■ **Stored data entries**:
^^^^^^^^^^^^^^^^
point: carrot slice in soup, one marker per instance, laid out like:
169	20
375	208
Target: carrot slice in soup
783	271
^^^^^^^^^^^^^^^^
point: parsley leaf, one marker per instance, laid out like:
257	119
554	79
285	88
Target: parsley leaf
^^^^^^^^^^^^^^^^
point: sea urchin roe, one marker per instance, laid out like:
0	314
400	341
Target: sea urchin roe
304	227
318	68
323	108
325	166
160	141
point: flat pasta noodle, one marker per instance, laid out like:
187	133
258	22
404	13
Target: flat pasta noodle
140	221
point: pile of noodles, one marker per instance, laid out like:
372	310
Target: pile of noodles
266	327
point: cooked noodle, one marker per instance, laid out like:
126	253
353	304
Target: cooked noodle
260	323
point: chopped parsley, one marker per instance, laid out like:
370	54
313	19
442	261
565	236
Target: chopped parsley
^^^^^^^^^^^^^^^^
■ **Your goal**: From the records above, quote only the lines running from the line with "point: pile of" to the line with "Target: chopped parsley", both lines included.

■ **Task output**:
point: pile of noodles, one marker per instance, laid out like:
372	310
Target: pile of noodles
266	327
point: cooked noodle, one marker per instance, laid out like:
126	253
353	304
Target: cooked noodle
260	323
point: chopped parsley, one marker per instance, laid out like:
370	54
313	19
442	261
565	236
Target: chopped parsley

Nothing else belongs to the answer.